The law is what they say it is

Remember when conservatives accused the left of having no morals, of situational ethics?Remember when conservatives pretended to believe in “a transcendant moral order“? As Archie and Edith sang in the post-1960s, “Those were the days.”

Now nullification is back. Election denialism is in vogue. (Kari Lake still insists she is the rightful governor of Arizona.) Supreme Court Justice Neil Gorsuch over the last five years “felt obliged to disclose his receipt of a fishing rod, a watercolor painting, and cowboy boots” in his financial disclosures. Justice Samuel Alito disclosed the gift of a “bronze cast of hand,” tweets Mark Joseph Stern. Yet Justice Clarence Thomas “refused to disclose trips on a billionaire’s private jet for his own personal pleasure.” The Thomas expose from Pro Publica would be beyond belief except for not being.

Ruth Marcus is aghast at the ruling in Texas on Friday to strip FDA approval of a pharmaceutical abortion pill available and proven safe for over 20 years:

Congratulations are in order for Judge Matthew Kacsmaryk. The competition is fierce and will remain so, but for now he holds the title: worst federal judge in America.
##########
* Instructions to follow *
Copy the commentary from "Remember when conservatives accused" up to and including "for not being.", substituting "riding boots" for "cowboy boots". The material after this point comes from a separate source.

* Records *
##########
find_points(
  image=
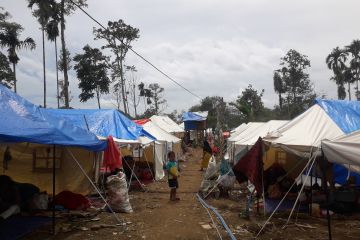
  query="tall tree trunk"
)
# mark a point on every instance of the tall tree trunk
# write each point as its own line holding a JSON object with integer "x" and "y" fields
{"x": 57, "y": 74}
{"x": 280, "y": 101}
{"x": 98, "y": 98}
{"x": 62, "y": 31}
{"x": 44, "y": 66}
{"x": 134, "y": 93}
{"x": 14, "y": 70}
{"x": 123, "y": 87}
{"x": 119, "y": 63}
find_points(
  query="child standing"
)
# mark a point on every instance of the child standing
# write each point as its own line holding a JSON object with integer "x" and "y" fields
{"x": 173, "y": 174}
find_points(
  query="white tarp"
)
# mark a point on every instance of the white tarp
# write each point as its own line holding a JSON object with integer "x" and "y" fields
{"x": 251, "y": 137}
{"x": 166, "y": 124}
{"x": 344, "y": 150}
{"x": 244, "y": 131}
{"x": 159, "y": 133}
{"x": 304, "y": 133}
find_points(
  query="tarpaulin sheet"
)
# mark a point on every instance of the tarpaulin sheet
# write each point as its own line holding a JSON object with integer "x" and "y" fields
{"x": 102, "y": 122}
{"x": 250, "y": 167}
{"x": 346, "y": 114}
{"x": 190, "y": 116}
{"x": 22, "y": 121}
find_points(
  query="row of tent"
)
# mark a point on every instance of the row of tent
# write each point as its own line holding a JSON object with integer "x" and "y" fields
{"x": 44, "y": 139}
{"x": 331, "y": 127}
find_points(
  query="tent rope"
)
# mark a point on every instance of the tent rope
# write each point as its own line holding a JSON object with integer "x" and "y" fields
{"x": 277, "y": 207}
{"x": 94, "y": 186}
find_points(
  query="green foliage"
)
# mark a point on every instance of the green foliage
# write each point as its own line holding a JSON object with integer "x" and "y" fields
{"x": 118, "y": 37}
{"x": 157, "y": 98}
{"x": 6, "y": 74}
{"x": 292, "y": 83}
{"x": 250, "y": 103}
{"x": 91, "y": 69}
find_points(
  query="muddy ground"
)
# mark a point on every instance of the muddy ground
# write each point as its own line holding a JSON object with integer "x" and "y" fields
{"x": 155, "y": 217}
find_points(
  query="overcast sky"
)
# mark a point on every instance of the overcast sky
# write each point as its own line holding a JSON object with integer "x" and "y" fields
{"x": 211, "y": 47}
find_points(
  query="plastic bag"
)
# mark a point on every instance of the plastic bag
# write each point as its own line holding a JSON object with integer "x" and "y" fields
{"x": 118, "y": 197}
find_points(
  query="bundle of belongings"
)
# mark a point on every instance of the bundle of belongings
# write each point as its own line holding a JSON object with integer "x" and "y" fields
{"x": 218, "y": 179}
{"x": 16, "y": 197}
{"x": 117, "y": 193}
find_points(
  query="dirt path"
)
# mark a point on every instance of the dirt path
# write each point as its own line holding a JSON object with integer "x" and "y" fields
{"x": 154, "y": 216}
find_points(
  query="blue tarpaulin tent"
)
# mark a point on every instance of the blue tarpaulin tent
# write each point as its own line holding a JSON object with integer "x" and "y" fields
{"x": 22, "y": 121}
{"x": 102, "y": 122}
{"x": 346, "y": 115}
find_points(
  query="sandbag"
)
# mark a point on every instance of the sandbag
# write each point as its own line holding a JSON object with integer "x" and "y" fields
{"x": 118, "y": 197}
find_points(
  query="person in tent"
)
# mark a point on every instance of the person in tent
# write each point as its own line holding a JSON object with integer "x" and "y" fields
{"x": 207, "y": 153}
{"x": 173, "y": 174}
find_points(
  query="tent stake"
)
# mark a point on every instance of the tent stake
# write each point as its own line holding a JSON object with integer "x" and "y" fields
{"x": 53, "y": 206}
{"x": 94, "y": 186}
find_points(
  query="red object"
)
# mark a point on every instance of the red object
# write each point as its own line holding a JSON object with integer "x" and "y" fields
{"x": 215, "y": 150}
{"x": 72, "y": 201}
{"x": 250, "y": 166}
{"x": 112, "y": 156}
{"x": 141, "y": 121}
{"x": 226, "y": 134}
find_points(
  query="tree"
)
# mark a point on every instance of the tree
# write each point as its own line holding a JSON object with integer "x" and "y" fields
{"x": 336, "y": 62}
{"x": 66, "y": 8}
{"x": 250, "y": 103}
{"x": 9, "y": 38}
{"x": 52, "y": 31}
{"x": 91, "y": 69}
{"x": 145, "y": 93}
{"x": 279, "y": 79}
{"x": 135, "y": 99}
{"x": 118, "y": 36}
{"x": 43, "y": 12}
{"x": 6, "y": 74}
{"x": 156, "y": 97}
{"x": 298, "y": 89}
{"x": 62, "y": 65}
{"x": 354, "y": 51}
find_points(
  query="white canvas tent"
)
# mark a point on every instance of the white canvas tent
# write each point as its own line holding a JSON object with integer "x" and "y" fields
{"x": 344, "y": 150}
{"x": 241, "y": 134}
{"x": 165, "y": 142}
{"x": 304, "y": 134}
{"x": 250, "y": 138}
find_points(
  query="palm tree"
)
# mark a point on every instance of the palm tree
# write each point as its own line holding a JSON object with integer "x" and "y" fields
##########
* Your solution *
Remember when conservatives accused the left of having no morals, of situational ethics?Remember when conservatives pretended to believe in “a transcendant moral order“? As Archie and Edith sang in the post-1960s, “Those were the days.”

Now nullification is back. Election denialism is in vogue. (Kari Lake still insists she is the rightful governor of Arizona.) Supreme Court Justice Neil Gorsuch over the last five years “felt obliged to disclose his receipt of a fishing rod, a watercolor painting, and riding boots” in his financial disclosures. Justice Samuel Alito disclosed the gift of a “bronze cast of hand,” tweets Mark Joseph Stern. Yet Justice Clarence Thomas “refused to disclose trips on a billionaire’s private jet for his own personal pleasure.” The Thomas expose from Pro Publica would be beyond belief except for not being.